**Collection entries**
+---+

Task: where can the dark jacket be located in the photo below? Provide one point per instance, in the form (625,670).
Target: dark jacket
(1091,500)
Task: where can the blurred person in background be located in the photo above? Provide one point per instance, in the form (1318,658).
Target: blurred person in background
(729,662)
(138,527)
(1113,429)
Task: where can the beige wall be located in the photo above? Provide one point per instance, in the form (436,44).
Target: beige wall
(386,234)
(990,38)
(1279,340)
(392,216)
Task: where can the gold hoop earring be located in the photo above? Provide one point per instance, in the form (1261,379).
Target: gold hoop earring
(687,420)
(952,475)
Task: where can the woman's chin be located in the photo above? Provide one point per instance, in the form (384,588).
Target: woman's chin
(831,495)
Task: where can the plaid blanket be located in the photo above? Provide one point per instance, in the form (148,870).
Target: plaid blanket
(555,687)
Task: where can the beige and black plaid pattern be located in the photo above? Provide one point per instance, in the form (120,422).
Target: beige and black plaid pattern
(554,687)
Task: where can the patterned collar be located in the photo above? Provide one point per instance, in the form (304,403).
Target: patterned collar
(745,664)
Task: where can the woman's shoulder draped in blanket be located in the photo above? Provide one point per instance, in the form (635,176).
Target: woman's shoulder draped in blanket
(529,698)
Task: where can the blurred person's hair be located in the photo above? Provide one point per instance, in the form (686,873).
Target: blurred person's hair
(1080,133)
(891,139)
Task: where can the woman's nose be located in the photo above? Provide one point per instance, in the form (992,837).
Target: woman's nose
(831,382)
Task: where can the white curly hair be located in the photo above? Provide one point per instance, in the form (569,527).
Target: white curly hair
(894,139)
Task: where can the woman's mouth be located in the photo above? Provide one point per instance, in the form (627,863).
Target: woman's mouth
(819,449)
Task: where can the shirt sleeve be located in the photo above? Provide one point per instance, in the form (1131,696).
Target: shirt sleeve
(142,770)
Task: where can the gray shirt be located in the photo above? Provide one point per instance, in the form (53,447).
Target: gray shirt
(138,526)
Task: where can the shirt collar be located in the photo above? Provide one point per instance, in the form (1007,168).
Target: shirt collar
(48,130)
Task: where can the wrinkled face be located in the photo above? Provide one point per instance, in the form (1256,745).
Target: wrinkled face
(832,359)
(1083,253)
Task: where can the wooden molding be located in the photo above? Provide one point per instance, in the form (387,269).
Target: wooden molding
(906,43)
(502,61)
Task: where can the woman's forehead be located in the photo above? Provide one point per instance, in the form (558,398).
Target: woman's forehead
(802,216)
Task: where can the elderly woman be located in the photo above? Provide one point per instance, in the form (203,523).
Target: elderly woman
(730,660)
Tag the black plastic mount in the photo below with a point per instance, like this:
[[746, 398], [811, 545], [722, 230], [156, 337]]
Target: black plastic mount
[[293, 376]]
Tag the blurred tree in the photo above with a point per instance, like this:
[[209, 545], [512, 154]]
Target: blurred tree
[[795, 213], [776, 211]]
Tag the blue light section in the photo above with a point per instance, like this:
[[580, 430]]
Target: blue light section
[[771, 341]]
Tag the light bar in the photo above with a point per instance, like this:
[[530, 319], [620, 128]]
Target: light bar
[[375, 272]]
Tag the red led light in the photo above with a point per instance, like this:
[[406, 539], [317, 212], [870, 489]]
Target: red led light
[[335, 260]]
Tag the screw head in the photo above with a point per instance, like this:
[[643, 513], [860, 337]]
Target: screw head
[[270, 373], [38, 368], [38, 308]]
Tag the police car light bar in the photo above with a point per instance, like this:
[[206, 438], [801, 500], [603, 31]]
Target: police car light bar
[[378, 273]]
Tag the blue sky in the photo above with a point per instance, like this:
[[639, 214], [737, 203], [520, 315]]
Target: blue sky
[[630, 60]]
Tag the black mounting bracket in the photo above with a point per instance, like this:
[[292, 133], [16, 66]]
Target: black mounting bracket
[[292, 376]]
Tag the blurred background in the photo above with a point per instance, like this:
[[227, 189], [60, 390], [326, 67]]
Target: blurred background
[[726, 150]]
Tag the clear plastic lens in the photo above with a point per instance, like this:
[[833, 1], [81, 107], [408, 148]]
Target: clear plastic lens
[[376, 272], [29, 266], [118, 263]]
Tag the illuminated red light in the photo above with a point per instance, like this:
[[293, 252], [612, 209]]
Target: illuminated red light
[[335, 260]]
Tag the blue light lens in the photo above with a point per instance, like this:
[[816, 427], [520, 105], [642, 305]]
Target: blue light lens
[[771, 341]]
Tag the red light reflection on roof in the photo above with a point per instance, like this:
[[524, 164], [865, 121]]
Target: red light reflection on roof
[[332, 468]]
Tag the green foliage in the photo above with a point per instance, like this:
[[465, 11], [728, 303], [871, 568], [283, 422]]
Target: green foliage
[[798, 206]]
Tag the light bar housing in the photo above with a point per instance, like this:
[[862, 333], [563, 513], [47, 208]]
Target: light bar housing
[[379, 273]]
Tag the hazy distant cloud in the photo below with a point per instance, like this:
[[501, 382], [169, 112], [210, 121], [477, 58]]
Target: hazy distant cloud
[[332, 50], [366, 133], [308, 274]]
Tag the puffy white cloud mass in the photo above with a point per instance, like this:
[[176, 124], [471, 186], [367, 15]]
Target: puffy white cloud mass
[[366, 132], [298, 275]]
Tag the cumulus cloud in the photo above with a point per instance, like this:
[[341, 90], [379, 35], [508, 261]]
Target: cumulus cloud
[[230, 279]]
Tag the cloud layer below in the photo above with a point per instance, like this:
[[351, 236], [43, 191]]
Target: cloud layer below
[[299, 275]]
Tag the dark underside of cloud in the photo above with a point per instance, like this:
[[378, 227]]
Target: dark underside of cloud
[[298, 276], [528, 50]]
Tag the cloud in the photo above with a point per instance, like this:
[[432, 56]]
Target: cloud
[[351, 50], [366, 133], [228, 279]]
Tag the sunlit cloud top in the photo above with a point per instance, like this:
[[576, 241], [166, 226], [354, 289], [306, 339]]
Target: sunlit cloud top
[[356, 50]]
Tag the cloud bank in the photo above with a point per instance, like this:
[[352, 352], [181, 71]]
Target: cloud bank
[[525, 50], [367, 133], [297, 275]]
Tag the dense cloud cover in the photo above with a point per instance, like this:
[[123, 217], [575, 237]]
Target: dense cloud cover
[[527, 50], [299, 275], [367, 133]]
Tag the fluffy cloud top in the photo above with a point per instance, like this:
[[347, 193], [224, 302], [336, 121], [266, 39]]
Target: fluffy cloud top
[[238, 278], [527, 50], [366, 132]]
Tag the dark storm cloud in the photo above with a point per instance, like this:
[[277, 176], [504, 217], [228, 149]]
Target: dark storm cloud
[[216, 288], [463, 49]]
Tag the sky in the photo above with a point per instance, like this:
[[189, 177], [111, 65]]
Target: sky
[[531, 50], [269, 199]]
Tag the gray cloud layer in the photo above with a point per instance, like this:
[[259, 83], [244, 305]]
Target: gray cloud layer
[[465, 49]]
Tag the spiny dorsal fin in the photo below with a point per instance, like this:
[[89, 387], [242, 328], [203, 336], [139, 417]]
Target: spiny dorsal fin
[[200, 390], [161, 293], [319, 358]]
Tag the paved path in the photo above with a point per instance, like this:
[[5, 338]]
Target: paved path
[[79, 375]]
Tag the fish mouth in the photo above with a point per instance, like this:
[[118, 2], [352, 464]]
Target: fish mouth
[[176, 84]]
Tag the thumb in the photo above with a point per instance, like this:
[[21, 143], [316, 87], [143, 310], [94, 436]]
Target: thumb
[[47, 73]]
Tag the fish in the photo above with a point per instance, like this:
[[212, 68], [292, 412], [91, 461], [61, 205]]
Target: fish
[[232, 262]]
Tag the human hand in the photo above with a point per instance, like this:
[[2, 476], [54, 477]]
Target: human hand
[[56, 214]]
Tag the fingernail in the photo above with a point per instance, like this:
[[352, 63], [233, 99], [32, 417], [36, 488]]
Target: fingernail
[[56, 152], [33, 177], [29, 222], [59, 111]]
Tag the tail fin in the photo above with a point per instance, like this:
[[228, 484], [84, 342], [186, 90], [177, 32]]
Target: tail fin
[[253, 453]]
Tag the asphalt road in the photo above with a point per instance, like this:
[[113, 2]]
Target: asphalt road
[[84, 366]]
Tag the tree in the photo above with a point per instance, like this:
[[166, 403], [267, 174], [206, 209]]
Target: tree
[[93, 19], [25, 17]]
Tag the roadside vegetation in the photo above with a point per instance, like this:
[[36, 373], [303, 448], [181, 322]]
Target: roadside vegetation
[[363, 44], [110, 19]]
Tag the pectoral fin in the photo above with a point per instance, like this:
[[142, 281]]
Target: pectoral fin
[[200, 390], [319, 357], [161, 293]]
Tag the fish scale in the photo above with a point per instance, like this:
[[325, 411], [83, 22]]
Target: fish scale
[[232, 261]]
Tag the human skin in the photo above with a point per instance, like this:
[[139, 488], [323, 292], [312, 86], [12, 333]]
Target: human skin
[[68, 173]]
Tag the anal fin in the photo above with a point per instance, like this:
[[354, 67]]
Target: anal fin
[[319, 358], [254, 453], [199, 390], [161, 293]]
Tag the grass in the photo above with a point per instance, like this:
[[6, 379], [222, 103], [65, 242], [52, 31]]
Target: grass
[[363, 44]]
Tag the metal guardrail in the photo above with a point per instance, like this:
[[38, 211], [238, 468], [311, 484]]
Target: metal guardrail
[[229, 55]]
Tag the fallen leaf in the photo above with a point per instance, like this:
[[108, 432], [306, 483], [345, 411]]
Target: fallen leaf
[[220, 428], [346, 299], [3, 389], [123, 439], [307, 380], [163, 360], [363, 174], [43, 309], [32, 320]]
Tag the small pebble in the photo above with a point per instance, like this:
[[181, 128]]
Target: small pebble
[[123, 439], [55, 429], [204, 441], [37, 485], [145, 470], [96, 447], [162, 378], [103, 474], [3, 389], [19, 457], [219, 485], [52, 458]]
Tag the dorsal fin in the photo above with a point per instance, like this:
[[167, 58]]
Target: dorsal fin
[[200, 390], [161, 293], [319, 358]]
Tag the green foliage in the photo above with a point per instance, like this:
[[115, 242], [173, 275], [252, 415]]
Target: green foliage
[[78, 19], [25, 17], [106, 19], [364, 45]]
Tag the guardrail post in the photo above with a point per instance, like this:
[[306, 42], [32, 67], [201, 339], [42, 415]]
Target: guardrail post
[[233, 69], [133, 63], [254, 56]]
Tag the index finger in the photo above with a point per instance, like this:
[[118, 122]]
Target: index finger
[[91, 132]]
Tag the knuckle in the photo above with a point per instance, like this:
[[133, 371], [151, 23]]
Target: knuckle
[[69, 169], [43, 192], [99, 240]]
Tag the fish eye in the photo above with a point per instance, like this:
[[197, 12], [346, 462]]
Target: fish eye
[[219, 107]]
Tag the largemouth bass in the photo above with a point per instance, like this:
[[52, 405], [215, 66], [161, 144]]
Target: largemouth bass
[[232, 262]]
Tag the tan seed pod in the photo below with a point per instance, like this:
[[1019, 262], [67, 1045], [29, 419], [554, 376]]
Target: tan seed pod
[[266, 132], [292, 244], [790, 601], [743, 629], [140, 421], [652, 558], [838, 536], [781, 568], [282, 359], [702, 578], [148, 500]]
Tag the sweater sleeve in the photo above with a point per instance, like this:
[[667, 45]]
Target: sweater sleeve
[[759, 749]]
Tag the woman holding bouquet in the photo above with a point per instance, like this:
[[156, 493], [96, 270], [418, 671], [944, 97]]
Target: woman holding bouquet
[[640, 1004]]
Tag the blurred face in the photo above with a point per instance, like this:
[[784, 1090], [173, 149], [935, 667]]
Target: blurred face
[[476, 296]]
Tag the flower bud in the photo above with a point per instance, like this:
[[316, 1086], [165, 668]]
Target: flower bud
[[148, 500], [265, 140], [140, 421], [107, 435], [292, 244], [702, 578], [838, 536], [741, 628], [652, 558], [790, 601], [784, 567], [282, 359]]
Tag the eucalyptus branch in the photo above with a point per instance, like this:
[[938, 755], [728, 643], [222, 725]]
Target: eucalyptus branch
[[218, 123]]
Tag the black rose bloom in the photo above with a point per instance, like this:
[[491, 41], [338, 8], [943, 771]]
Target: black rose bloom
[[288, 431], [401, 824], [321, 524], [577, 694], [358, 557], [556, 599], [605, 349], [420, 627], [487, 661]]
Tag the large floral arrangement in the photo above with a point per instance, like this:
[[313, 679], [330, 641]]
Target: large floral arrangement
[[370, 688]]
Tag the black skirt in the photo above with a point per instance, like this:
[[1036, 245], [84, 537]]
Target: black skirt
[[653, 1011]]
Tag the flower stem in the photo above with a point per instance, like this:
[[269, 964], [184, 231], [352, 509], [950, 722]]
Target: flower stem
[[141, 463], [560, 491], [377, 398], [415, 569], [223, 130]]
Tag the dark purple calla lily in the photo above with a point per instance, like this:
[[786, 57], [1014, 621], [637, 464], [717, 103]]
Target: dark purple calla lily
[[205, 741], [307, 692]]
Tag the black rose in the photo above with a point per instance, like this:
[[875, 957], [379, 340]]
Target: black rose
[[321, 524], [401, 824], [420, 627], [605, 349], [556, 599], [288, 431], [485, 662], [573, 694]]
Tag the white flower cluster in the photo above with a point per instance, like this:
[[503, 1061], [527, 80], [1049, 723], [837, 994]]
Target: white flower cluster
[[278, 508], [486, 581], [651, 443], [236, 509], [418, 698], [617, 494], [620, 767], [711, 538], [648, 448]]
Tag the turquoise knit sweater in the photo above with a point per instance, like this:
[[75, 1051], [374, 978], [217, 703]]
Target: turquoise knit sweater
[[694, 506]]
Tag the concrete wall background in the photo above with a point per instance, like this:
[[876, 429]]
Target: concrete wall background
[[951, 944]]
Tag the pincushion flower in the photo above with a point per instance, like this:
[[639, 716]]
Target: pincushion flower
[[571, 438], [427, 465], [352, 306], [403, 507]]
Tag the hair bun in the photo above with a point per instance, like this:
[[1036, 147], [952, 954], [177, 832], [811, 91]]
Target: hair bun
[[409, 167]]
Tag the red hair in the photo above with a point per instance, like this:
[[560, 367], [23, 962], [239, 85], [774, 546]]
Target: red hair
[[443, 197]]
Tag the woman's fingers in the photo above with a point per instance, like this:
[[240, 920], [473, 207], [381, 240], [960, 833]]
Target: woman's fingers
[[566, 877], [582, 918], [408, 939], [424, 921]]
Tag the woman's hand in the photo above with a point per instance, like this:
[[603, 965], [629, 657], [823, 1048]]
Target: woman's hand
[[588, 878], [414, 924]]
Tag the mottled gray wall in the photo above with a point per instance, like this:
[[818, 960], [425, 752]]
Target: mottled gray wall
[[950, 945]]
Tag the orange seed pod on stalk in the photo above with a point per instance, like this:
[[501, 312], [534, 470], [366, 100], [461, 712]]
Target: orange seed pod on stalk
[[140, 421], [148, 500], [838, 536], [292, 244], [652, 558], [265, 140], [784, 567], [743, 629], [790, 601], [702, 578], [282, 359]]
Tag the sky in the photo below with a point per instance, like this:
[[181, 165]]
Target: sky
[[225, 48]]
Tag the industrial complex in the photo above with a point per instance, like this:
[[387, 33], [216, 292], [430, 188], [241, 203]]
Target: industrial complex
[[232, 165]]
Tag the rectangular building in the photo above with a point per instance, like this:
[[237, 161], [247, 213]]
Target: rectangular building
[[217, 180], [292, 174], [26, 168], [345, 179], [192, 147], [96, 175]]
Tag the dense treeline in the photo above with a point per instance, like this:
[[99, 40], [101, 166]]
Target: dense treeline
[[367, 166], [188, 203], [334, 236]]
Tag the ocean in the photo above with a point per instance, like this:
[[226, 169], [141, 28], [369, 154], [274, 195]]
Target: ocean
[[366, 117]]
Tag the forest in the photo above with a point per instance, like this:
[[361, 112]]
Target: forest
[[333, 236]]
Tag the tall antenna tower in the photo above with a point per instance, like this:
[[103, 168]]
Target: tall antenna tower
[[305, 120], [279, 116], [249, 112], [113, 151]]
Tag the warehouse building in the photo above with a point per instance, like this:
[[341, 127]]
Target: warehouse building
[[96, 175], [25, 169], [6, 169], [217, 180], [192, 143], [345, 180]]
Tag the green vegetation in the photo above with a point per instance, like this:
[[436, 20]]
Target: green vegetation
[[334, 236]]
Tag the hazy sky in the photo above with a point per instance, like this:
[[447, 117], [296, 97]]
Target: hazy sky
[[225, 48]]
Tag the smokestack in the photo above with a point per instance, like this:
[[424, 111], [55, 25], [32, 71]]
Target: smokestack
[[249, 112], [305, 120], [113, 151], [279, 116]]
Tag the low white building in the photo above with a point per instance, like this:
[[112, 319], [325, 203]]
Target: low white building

+---+

**YOUR GOAL**
Scan the lines above for "[[491, 41], [338, 8], [943, 771]]" and for "[[503, 1061], [527, 80], [1049, 723], [837, 994]]". Repeat exactly the line holding each of them and every line in between.

**SOLUTION TO THE PROBLEM**
[[491, 41], [338, 8], [943, 771]]
Target: black rose bloom
[[288, 431], [401, 824], [321, 524], [577, 694], [358, 557], [556, 599], [605, 349], [420, 627], [487, 661]]
Tag the large floral arrangement in the photo above with a point per instance, like this:
[[313, 679], [330, 641]]
Target: large floral arrangement
[[370, 688]]
Tag the black skirt in the photo above with a point per instance, like this:
[[1036, 245], [84, 537]]
Target: black skirt
[[653, 1011]]
Tag the flower stem in the photo above with a point per instance, like this:
[[269, 964], [184, 231], [352, 509], [950, 722]]
Target: flower stem
[[141, 463], [560, 491], [377, 398], [415, 569], [223, 130]]
Tag the dark purple calla lily in the photo above with a point per instance, like this:
[[786, 57], [1014, 621], [637, 464], [717, 103]]
Target: dark purple calla lily
[[205, 741], [307, 692]]
Tag the black rose in the photo above with a point per instance, like this:
[[875, 957], [379, 340]]
Target: black rose
[[321, 524], [401, 824], [420, 627], [605, 349], [556, 599], [288, 431], [485, 662], [573, 694]]
Tag the white flower cluster in the photo above with a point per instance, like this:
[[503, 1061], [527, 80], [1049, 723], [837, 994]]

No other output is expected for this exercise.